● **Task 1**: Decide whether each statement below agrees with the methods excerpt on glutamate transport. For each, answer yes or no and quote the deciding words. (a) Oocytes were preloaded with 14C-glutamate for 30 min. (b) The uptake experiments used 3H-ES at a concentration of 75 nM. (c) Efflux of 14C-glutamate was followed at 5, 10 and 20 min.
● **Task 2**: Copy word for word the passage of the methods excerpt on glutamate transport from "Oocytes were preloaded" to "extracellular ND91 buffer.".
● **Task 3**: Proceed with the methods excerpt on glutamate transport, starting after its final sentence.

*** Selected extract Section Begins ***

Initial OATP4A1 uptake time-course experiments were performed to show the 3H-estrone sulphate (3H-ES) and 14C-glutamate uptake at 5, 10 and 20 min and uptake experiments were conducted at 10 min. Uptake experiments were conducted with 75 nM 14C-glutamate or 11 μM 3H-ES alone or in the presence of 2.5 mM glutamate, estrone sulphate (ES), bromosulphothalein (BSP) or alpha ketoglutarate (10 replicate oocytes, n = 3 ovaries).

Uptake of 14C-tracer into the media was measured by liquid scintillation counting (Packard-Perkin Elmer, Massachusetts USA).

2.4. OAT and OATP mediated efflux of glutamate from Xenopus oocytes

Oocytes were preloaded with 14C-glutamate by incubating for 30 min in 20 μM (50 μCi/l) 14C-glutamate in ND91 buffer and then washed 3 times in 1 ml of ND91 buffer to remove extracellular label. Initial time-course experiments were performed to show the 14C-glutamate efflux at 2, 5 and 10 min (5 oocytes per condition, triplicate conditions, n = 3 ovaries). For OATP4A1 time-courses, oocytes where trans-stimulated by addition of 2.5 mM glutamate to the extracellular ND91 buffer.

*** Selected extract Section Ends ***
*** Data section Section Begins ***

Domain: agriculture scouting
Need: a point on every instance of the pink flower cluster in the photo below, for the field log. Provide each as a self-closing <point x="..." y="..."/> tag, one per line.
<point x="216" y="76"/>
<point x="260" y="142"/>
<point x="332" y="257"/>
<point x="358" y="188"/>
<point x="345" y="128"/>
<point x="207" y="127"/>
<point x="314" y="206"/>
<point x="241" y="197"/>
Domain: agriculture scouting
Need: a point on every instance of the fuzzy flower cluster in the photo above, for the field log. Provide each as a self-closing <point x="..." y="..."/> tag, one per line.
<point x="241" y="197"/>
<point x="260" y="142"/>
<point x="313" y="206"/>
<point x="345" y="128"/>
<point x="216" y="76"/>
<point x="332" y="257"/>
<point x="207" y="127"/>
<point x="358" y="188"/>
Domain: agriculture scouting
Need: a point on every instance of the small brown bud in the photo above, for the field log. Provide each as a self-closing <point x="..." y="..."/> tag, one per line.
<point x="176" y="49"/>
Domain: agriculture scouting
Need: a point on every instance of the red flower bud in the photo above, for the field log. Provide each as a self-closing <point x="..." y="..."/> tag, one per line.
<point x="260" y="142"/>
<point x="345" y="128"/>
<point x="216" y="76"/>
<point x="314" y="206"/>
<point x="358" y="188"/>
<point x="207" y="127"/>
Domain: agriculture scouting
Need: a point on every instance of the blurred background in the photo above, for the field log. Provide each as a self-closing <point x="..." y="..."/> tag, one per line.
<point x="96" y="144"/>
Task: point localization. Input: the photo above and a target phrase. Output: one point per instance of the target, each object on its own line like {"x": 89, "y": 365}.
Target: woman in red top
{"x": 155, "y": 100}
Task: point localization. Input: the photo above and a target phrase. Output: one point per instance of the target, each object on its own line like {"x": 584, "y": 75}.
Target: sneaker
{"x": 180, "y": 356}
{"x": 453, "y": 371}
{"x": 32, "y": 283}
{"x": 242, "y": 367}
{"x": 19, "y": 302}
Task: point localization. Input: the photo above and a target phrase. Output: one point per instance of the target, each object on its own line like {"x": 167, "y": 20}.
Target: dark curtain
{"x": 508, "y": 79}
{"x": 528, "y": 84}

*** Data section Section Ends ***

● **Task answer 1**:
(a) Yes: "Oocytes were preloaded with 14C-glutamate by incubating for 30 min"
(b) No: "75 nM 14C-glutamate or 11 μM 3H-ES"
(c) No: "14C-glutamate efflux at 2, 5 and 10 min"

● **Task answer 2**:
Oocytes were preloaded with 14C-glutamate by incubating for 30 min in 20 μM (50 μCi/l) 14C-glutamate in ND91 buffer and then washed 3 times in 1 ml of ND91 buffer to remove extracellular label. Initial time-course experiments were performed to show the 14C-glutamate efflux at 2, 5 and 10 min (5 oocytes per condition, triplicate conditions, n = 3 ovaries). For OATP4A1 time-courses, oocytes where trans-stimulated by addition of 2.5 mM glutamate to the extracellular ND91 buffer.

● **Task answer 3**:
Based on time-course experiments, further experiments were performed at 10 min. Efflux of 14C-tracer into the media was measured by liquid scintillation counting (Packard-Perkin Elmer, Massachusetts USA). Each independent experiment used oocytes from a different frog and were conducted in different weeks. Within each experiment, all conditions were performed with multiple oocytes and in triplicate.

To determine whether OATP4A1 mediates glutamate efflux, OATP4A1 and water injected oocytes were injected with 200 μmol 14C-glutamate on the day of the efflux experiment. Each oocyte was then washed twice in sodium free ND91 before being incubated with sodium free ND91 alone, 2.5 mM glutamate, 2.5 mM estrone sulphate, 2.5 mM BSP, 100 μM thyroxine (T4), 100 μM triiodothyronine (T3) or 2.5 mM glycine to stimulate efflux of 14C-glutamate (5 oocytes per substrate in triplicate, n = 5 ovaries). Efflux was stopped after 5 min and the efflux buffer of 5 oocytes was combined and analysed by liquid scintillation counting.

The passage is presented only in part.